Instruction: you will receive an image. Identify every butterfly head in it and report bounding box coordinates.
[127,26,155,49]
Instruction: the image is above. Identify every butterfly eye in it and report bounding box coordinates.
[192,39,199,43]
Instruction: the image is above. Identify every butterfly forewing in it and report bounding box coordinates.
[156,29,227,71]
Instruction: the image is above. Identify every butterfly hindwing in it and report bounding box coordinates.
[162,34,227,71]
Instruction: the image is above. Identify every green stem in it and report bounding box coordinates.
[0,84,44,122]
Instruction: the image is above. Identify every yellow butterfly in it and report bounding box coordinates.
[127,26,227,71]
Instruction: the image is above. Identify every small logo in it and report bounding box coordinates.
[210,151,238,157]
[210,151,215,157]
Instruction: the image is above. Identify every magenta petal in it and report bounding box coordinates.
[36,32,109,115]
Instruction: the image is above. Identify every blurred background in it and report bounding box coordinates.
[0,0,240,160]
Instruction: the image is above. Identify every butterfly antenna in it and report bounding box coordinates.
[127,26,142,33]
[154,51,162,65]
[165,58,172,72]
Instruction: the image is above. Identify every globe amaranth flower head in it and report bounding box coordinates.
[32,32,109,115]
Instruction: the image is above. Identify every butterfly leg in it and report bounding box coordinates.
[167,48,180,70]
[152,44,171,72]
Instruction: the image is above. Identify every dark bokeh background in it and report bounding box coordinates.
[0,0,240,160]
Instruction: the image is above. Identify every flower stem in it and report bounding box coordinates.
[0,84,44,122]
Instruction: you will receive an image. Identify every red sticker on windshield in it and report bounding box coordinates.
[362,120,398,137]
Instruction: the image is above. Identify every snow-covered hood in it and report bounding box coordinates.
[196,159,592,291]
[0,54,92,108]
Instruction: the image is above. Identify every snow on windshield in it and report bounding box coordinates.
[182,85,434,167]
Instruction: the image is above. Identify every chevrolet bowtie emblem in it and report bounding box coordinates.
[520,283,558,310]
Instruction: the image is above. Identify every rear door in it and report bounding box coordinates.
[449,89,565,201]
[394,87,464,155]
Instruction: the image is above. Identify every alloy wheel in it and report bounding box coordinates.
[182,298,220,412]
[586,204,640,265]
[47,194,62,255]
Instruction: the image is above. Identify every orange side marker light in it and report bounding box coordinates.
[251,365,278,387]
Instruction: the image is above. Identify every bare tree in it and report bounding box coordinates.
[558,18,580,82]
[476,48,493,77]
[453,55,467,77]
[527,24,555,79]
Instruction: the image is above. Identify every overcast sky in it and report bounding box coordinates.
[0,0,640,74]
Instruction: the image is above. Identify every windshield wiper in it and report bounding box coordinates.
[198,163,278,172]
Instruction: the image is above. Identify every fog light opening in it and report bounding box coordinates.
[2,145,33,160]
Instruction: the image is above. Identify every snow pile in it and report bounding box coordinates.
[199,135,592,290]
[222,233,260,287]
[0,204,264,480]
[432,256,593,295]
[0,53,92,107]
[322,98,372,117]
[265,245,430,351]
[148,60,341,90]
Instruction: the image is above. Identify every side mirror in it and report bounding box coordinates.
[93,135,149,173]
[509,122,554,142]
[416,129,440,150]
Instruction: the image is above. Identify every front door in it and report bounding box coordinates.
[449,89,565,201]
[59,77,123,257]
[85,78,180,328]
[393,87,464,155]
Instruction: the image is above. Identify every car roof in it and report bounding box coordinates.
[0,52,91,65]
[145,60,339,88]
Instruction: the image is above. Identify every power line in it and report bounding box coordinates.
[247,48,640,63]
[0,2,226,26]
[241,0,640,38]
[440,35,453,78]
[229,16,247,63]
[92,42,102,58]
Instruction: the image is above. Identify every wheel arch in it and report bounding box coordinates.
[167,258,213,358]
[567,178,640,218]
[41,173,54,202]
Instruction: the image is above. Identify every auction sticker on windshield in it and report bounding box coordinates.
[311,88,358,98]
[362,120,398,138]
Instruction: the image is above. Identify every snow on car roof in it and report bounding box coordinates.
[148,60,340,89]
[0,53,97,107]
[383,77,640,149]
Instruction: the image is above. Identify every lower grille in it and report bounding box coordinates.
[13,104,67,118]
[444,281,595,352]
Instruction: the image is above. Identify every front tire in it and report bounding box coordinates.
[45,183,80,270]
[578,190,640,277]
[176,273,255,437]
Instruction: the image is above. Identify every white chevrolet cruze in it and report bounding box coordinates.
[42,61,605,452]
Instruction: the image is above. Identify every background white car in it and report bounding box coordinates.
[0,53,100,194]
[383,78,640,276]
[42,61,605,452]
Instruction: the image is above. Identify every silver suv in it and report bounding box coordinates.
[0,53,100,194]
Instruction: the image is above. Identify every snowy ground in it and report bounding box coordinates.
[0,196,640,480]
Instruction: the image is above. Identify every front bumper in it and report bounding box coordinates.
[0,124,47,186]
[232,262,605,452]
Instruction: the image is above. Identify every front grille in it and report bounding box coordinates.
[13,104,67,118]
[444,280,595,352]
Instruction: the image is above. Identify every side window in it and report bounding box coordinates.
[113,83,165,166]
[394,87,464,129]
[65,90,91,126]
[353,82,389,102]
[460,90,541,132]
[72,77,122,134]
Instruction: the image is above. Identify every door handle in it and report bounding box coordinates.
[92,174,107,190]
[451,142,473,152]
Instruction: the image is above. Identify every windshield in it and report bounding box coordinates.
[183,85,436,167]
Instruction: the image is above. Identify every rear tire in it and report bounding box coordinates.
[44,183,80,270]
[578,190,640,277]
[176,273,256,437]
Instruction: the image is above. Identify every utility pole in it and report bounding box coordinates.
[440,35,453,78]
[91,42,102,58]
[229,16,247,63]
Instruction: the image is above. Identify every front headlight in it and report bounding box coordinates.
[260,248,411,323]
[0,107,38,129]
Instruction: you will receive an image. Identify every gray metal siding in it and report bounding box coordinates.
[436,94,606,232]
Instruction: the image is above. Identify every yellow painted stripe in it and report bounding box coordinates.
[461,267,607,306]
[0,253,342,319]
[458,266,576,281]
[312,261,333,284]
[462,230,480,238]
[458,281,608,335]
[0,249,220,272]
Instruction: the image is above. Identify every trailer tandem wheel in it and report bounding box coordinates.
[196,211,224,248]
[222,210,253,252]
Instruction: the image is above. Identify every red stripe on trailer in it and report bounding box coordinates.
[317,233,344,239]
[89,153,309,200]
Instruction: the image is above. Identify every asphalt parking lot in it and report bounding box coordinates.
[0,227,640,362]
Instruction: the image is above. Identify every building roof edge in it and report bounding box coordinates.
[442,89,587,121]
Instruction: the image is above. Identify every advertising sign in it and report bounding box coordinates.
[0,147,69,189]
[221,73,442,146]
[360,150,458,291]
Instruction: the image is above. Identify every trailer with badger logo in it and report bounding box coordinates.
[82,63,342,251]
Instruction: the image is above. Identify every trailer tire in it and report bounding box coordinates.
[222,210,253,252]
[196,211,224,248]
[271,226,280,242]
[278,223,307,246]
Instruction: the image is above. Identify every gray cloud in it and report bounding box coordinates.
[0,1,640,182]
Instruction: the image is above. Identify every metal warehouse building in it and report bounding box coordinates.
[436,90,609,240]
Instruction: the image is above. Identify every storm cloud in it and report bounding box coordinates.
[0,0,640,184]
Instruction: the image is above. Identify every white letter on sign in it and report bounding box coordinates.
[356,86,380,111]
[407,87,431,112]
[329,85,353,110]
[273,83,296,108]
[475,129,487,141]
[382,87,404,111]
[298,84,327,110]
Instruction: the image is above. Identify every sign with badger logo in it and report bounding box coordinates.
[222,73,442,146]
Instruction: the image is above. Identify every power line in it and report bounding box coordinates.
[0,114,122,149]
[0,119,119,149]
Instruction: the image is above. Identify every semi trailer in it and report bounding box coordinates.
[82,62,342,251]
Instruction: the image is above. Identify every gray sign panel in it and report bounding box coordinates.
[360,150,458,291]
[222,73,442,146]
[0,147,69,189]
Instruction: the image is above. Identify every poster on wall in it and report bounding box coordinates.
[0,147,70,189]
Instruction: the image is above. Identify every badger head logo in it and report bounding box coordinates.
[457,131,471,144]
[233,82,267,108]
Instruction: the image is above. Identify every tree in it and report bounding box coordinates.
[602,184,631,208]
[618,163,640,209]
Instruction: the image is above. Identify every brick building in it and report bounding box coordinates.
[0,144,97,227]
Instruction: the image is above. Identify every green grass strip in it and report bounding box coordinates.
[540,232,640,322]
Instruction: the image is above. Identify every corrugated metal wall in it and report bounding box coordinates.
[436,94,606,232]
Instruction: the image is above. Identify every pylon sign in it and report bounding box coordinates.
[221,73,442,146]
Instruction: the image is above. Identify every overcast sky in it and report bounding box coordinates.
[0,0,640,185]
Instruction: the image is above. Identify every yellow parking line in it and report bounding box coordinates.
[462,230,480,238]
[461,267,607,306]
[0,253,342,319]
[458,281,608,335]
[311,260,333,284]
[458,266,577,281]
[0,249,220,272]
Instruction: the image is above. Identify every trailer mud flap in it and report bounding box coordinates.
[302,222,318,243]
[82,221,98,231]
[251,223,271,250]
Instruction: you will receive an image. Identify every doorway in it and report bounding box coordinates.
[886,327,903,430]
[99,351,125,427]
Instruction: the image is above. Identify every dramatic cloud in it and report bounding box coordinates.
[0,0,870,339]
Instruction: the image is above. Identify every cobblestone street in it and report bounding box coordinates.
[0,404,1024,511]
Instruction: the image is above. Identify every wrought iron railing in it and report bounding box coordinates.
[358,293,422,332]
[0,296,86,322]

# # # # # # #

Description of the task :: Repeat the items verbatim, starting at the line containing "Instruction: the image is above. Identify every metal" and ending at the line containing "[298,84,327,110]", with both of those lines included.

Correct answer ::
Instruction: the image is above. Identify every metal warehouse building in it and report bounding box coordinates.
[436,90,609,240]
Instruction: the image is above. Identify every storm cloud in it and report bounding box coordinates.
[0,0,640,184]
Instruction: the image is above. Identify every white letter on sign in it and report bounding box coordinates.
[356,86,380,111]
[407,87,431,112]
[329,85,353,110]
[273,83,296,108]
[475,129,487,141]
[382,87,404,111]
[298,84,327,110]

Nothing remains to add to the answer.